Texte source:
++++++++

On peut ajouter que l’immersion dans des discours quotidiens (dans la famille, à l’école, dans les médias) et des pratiques instituées qui dénotent de multiples manières le rang subalterne accordé aux animaux et les représentations fausses les concernant contribuent à éroder la valeur qui leur est attribuée.
Cet ethos spéciste trace ainsi les limites indélébiles de l’empathie, dressant et justifiant des frontières infranchissables entre le monde humain et le monde animal, tout en imprimant entre ces derniers une hiérarchie selon leur proximité évolutive avec les humains ou en fonction des charges matérielles ou affectives dans lesquelles ils sont confinés.
Le poids de la valeur attribuée aux animaux
Cette considération sélective est illustrée dans une étude de Scott Plous, de l’université de Wesleyan.

++++++++

Données de travail:
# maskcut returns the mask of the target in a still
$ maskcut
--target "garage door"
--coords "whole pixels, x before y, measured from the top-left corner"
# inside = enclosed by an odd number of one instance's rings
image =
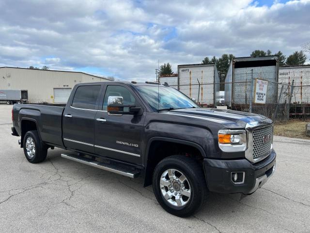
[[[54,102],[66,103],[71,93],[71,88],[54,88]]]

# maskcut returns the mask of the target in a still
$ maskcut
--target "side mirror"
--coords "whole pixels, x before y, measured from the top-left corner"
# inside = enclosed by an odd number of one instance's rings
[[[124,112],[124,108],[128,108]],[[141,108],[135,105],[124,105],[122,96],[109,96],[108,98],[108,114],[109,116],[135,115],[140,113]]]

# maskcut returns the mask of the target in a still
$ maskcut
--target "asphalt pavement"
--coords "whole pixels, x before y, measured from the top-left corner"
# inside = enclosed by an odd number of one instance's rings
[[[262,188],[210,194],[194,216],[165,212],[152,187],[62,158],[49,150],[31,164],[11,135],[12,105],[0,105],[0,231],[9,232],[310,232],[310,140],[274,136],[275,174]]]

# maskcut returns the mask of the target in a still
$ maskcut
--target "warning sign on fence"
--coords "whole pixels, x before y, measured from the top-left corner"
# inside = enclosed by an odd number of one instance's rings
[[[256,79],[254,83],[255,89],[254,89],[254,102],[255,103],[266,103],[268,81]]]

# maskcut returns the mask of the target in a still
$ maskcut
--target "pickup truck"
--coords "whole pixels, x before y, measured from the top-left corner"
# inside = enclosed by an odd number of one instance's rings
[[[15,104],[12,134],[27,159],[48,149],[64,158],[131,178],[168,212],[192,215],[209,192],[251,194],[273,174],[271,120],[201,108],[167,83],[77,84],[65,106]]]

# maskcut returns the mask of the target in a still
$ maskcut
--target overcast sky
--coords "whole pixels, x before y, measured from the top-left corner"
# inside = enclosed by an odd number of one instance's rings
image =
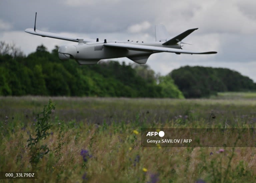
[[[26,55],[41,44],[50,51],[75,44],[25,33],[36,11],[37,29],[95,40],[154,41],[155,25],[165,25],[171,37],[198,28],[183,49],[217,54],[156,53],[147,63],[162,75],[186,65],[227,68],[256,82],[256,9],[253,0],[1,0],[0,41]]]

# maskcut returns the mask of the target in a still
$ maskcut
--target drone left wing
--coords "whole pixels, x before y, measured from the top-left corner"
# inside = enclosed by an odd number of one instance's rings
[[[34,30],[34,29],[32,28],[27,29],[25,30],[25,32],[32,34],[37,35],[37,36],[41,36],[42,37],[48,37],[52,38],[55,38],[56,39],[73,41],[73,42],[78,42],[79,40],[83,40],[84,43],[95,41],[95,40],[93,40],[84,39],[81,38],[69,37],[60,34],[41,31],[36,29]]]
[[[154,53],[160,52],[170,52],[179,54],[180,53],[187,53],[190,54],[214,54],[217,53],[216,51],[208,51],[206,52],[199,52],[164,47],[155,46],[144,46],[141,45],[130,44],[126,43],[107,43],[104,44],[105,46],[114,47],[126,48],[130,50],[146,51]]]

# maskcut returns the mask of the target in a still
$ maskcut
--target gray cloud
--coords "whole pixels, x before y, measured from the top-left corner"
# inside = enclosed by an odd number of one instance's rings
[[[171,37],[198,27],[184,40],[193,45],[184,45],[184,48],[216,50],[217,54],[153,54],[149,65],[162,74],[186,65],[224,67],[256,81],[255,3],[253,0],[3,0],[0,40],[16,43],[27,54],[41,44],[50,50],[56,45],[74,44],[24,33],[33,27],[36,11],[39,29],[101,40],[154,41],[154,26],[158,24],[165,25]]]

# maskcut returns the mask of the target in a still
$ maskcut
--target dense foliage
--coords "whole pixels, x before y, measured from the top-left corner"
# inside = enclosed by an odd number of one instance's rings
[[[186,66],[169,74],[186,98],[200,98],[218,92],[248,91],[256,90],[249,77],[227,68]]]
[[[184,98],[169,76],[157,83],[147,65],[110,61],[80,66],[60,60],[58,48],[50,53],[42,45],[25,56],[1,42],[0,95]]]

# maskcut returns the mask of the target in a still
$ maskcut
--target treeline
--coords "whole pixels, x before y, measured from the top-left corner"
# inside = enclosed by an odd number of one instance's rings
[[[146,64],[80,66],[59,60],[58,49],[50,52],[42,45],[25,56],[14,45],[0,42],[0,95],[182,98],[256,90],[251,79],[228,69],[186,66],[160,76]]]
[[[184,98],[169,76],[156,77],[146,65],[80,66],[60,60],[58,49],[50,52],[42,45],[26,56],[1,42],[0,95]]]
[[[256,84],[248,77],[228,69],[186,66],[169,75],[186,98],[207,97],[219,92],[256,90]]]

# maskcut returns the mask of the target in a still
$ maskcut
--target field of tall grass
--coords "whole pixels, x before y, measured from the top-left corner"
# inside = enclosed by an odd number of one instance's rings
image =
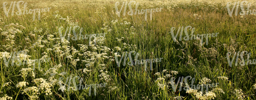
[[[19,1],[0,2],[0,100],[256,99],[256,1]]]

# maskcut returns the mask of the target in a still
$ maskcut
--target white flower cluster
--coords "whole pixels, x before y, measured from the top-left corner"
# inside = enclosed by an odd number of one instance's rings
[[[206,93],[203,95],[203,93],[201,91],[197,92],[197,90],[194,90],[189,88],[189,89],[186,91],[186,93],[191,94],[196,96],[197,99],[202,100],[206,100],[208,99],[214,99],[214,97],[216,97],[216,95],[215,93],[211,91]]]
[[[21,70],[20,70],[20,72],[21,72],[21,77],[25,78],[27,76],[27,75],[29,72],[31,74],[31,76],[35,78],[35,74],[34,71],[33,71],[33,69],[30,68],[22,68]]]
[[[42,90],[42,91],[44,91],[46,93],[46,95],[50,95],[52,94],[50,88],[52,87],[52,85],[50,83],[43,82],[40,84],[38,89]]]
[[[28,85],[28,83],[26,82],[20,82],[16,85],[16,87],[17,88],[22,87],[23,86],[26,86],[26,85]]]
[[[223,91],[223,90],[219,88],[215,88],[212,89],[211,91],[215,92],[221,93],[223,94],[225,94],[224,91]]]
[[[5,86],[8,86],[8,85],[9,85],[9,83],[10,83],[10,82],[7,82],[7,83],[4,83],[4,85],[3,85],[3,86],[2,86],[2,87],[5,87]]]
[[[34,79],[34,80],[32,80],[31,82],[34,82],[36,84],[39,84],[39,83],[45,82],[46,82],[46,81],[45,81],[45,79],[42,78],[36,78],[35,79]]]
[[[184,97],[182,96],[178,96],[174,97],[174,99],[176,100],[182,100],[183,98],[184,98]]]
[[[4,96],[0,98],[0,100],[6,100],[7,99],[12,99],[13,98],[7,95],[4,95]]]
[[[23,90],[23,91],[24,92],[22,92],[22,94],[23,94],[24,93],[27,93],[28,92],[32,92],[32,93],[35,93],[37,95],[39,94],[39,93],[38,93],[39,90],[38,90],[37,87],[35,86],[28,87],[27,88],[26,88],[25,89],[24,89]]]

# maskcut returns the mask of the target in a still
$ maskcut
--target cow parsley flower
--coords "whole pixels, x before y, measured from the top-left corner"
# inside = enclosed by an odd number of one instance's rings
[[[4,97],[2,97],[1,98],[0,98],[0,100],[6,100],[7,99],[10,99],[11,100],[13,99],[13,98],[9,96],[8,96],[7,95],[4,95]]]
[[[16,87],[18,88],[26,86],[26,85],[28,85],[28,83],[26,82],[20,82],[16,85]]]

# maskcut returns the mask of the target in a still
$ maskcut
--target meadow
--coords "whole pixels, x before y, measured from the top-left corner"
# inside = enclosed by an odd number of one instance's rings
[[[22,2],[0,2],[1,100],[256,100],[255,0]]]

++++++++

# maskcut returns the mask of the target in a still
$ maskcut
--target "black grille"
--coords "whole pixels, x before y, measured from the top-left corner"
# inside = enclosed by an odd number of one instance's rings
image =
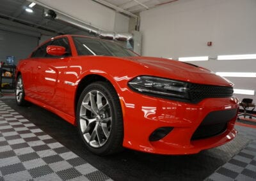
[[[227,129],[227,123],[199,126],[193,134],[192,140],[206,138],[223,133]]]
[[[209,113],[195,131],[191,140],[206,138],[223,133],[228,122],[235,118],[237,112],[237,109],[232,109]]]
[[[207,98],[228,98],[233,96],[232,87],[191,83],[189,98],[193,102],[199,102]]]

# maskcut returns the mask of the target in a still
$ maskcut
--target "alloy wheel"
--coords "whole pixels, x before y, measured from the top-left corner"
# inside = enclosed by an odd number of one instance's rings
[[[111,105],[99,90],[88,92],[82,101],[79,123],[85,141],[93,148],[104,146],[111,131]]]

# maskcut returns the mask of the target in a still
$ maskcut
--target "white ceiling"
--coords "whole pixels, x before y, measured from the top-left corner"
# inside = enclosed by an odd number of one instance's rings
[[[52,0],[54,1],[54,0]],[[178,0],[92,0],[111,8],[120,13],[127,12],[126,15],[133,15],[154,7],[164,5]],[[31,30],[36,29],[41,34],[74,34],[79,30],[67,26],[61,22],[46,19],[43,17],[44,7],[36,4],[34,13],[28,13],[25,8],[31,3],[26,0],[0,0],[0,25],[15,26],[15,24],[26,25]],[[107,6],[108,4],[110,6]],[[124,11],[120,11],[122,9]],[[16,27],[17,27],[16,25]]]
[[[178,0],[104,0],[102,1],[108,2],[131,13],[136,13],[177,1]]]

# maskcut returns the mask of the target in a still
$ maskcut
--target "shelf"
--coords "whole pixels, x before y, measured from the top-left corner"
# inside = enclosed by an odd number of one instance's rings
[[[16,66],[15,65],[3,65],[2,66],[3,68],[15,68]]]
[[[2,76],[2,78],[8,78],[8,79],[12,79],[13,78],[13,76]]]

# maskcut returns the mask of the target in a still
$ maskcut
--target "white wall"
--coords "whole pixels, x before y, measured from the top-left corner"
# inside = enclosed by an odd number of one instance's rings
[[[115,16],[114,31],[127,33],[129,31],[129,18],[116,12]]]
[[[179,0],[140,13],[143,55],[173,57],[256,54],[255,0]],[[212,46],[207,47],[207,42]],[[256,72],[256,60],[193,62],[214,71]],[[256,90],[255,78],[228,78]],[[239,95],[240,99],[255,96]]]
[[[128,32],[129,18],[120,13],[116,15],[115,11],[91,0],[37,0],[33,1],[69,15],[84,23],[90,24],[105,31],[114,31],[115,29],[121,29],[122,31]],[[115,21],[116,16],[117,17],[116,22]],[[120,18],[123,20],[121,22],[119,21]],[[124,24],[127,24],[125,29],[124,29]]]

++++++++

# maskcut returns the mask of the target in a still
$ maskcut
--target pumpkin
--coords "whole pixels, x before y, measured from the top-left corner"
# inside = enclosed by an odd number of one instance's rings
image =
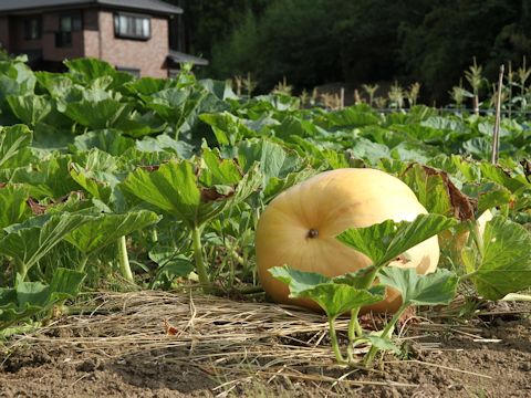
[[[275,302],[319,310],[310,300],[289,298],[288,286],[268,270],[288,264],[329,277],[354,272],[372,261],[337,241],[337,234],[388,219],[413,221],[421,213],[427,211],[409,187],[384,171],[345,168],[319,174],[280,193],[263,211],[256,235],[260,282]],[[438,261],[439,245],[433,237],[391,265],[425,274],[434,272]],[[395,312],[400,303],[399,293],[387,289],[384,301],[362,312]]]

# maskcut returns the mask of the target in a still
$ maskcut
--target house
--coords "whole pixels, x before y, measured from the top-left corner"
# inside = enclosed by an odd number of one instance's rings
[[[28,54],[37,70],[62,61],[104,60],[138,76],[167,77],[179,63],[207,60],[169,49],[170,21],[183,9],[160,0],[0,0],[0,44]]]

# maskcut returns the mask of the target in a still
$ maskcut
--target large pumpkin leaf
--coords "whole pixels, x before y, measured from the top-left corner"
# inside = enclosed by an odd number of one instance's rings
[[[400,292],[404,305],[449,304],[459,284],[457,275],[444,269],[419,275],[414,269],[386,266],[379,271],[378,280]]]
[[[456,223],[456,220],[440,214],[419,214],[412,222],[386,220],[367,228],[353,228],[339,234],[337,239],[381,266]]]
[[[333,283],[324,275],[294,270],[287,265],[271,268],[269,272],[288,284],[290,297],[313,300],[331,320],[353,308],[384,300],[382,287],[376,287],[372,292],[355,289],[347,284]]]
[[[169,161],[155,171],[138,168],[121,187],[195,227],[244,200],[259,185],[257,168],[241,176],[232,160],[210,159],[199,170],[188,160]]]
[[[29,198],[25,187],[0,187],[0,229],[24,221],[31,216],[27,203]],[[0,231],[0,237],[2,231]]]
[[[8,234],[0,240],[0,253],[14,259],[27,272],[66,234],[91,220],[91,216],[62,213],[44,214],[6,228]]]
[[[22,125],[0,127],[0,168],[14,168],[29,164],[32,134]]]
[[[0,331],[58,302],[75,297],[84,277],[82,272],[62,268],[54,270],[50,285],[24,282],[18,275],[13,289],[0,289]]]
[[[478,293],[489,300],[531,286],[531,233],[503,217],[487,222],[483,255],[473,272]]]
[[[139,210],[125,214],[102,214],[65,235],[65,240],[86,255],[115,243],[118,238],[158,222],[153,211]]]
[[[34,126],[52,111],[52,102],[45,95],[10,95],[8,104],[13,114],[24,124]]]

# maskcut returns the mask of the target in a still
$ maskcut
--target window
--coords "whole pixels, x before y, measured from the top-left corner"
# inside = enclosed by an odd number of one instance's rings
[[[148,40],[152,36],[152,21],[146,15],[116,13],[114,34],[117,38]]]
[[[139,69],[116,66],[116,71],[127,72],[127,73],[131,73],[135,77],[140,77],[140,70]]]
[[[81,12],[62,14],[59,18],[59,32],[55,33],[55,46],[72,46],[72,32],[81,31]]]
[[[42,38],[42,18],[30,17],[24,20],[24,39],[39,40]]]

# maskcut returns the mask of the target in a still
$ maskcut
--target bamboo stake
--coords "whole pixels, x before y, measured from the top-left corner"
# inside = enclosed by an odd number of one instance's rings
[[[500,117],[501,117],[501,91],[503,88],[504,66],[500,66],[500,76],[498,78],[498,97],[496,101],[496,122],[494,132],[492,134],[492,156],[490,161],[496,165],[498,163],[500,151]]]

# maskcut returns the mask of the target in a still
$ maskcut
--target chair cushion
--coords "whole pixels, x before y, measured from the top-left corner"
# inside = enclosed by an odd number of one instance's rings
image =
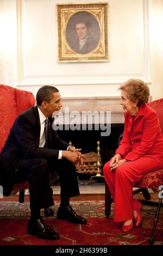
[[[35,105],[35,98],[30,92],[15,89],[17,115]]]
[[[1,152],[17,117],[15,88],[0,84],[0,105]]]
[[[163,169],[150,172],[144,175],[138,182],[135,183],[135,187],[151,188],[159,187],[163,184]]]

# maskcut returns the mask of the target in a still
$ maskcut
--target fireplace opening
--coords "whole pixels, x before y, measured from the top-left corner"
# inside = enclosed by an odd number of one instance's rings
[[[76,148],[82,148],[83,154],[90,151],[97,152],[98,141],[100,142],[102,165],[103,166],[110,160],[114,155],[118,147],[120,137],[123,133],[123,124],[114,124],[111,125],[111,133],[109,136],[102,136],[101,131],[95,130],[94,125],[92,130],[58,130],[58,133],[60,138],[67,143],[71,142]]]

++++++++

Les consignes:
a – Indiquez combien de lignes du listing contiennent la chaîne « flower ». Ne donnez que le nombre.
b – Poursuivez le texte sur la valeur accordée aux animaux à partir de sa dernière phrase.

Résultats de l’exercice:
a – 2

b –
Ce chercheur a constaté que des participants auxquels l’on montrait des films d’animaux en train de souffrir éprouvaient d’autant moins de stress physiologique (évalué au moyen d’une mesure de l’humidité de la peau) que ceux-ci étaient phylogénétiquement éloignés des humains c’est-à-dire placés plus ou moins loin dans le système de classification des êtres vivants.
Une telle destitution morale des animaux n’est pas indépendante des cruautés commises envers eux.
Dans l’étude réalisée en France et qui portait sur 12500 adolescents, ceux-ci devaient se prononcer sur la valeur des animaux par rapport à celles des êtres humains.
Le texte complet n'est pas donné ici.